RECORD SET -
--

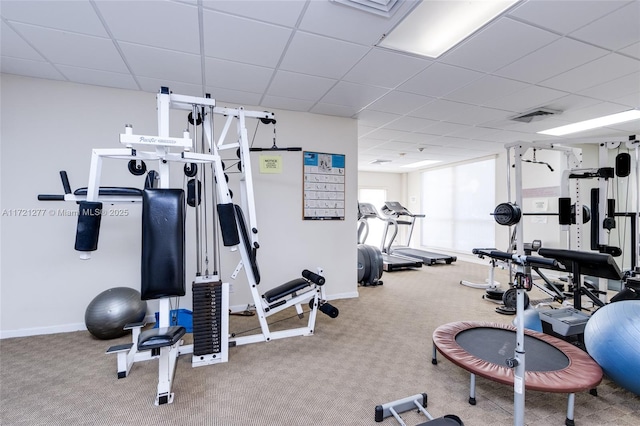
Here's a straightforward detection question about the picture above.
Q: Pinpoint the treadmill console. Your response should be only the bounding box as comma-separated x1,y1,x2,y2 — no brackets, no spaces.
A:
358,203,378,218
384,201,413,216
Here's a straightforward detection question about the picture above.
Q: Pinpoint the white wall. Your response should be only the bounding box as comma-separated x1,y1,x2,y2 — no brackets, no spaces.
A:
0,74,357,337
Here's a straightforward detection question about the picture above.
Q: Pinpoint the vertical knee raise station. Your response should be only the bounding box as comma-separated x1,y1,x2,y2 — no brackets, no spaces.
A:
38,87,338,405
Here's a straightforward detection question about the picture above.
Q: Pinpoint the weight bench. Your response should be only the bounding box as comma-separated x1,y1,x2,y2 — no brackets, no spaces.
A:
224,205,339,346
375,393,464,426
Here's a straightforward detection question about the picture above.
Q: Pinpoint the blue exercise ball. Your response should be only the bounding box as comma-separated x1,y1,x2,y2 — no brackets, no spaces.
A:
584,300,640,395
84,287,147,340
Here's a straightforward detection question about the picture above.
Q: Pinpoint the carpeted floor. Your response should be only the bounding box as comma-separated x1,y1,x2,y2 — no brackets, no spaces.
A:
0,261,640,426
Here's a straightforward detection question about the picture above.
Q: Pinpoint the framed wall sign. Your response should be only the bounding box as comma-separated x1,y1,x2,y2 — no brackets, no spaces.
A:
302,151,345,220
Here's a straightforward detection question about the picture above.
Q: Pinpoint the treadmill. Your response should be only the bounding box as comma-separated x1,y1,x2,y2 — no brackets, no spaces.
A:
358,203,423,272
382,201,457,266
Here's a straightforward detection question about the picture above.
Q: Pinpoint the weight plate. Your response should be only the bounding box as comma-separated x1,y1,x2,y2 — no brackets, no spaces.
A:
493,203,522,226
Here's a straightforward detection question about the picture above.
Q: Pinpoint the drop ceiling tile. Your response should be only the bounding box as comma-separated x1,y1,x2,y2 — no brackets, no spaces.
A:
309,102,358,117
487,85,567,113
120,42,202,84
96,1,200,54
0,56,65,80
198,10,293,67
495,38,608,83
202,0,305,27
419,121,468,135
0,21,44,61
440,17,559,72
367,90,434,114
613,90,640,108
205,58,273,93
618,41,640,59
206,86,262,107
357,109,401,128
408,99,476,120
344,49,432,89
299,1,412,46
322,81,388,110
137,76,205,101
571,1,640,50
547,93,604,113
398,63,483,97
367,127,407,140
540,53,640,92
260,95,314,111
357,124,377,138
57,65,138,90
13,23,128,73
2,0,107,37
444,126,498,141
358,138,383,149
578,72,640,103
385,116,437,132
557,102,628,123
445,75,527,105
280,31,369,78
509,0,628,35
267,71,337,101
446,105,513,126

--

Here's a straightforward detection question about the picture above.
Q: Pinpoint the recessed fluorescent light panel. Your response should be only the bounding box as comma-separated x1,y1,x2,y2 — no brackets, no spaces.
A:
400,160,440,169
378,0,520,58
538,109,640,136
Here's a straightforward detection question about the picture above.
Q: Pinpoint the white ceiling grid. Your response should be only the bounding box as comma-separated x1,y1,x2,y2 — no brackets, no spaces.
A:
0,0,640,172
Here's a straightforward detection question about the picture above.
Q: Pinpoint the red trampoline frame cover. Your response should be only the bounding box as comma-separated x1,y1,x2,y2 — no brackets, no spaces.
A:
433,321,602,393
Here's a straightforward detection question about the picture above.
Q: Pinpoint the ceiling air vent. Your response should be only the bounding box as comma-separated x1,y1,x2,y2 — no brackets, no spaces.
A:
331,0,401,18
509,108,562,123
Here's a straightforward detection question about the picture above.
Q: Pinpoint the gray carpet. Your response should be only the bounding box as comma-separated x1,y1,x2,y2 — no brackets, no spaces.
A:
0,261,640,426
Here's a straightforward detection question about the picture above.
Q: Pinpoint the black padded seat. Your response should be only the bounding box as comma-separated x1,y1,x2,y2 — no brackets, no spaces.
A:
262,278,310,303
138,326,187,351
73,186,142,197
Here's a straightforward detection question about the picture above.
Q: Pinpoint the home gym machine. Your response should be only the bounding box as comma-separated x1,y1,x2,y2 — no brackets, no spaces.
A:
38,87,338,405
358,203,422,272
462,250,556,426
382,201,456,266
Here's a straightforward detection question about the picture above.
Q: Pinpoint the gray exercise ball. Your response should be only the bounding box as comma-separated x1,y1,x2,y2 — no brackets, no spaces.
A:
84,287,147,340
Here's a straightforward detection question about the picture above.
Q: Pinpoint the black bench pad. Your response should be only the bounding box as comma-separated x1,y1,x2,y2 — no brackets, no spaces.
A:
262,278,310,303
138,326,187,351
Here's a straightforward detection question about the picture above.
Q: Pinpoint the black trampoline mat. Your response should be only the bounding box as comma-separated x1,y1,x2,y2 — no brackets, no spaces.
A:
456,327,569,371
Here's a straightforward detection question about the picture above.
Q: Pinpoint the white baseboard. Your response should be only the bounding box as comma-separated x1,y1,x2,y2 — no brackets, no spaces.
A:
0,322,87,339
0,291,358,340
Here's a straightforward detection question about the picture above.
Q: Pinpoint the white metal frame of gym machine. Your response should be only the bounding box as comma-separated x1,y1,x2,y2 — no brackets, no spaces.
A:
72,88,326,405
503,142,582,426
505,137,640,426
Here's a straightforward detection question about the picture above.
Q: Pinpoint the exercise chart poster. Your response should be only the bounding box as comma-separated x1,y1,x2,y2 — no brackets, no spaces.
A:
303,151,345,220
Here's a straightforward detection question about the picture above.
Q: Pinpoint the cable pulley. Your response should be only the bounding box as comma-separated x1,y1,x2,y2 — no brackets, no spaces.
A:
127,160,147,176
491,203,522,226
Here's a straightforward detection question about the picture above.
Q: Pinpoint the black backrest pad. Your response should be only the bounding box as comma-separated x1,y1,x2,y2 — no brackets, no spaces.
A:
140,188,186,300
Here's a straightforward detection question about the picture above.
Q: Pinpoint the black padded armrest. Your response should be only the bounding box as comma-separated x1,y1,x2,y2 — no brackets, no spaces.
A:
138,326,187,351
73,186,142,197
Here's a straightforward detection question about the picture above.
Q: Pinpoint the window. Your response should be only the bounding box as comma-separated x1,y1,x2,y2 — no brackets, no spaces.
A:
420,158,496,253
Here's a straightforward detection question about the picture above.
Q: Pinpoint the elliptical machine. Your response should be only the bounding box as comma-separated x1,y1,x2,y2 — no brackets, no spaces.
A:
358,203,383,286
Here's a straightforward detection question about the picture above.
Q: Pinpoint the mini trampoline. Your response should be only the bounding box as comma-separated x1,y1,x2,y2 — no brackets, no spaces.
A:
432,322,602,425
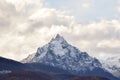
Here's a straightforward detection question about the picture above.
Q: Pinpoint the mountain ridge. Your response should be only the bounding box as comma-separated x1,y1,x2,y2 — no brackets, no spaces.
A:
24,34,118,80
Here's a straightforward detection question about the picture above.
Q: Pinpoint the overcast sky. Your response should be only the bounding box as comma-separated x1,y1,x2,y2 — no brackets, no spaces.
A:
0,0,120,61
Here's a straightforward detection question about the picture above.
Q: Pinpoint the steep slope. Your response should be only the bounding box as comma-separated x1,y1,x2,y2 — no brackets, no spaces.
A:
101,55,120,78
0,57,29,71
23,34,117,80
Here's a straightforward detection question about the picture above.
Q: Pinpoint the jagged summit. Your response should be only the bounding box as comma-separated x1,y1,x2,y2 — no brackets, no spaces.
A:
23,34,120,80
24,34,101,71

--

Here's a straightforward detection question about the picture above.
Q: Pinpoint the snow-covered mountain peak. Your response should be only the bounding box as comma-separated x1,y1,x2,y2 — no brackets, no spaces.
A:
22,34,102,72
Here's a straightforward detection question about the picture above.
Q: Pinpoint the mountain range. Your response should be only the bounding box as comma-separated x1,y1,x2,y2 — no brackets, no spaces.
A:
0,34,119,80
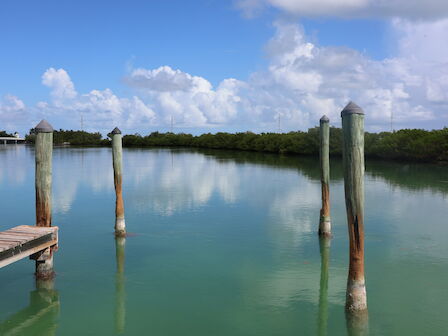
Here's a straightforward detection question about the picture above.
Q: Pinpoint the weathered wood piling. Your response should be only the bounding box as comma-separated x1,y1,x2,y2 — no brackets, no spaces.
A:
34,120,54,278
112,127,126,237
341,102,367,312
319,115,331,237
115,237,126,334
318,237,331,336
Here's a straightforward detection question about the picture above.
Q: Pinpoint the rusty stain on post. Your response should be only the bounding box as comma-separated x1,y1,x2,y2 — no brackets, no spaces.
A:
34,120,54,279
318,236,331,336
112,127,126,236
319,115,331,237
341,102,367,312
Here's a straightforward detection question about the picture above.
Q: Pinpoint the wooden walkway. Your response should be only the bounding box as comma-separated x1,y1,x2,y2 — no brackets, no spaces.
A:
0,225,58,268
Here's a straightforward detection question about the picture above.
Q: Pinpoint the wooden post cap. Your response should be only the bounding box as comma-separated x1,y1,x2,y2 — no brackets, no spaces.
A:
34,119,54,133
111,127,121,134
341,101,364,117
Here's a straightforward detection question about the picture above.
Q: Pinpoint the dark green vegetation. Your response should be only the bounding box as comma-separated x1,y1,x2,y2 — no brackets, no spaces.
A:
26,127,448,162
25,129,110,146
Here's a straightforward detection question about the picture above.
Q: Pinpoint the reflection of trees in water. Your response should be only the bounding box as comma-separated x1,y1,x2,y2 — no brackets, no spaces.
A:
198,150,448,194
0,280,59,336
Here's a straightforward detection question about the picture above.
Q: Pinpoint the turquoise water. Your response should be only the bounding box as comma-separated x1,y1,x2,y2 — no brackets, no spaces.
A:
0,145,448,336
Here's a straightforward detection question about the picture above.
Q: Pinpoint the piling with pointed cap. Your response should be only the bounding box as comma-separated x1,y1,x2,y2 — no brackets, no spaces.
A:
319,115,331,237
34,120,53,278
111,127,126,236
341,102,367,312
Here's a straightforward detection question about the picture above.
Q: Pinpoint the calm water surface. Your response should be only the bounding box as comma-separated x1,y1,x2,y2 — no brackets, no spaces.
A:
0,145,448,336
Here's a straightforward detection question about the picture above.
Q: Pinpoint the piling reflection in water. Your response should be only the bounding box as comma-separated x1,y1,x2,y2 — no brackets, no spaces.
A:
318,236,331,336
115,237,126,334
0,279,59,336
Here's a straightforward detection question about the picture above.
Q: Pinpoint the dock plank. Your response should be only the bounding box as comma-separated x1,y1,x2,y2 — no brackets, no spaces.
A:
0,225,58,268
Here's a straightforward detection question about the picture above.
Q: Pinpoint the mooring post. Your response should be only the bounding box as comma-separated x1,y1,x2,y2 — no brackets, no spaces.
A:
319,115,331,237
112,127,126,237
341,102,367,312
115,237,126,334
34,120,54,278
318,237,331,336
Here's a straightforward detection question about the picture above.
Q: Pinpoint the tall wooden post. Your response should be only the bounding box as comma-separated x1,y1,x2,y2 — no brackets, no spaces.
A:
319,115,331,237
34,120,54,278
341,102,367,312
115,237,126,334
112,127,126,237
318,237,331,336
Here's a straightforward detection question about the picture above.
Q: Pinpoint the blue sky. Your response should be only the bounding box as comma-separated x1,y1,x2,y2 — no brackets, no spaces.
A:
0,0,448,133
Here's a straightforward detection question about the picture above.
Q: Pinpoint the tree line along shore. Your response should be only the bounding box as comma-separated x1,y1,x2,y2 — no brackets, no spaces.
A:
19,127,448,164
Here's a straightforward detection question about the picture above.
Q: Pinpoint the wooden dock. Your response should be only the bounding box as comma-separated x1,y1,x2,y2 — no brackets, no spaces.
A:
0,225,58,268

--

Pull out every line in the rows above that contains the word "treadmill", and copy each one in full.

SOLUTION TO THIS PROBLEM -
Q: Pinpoint the treadmill console. Your response should be only the bounding box as comma-separated x1,y1,x2,y2 — no brackets, no spaces.
Q: Pinpoint the treadmill. Your response should be only the bounding box as comma-separated x1,y1,x2,y2 — no brackets, no spaces.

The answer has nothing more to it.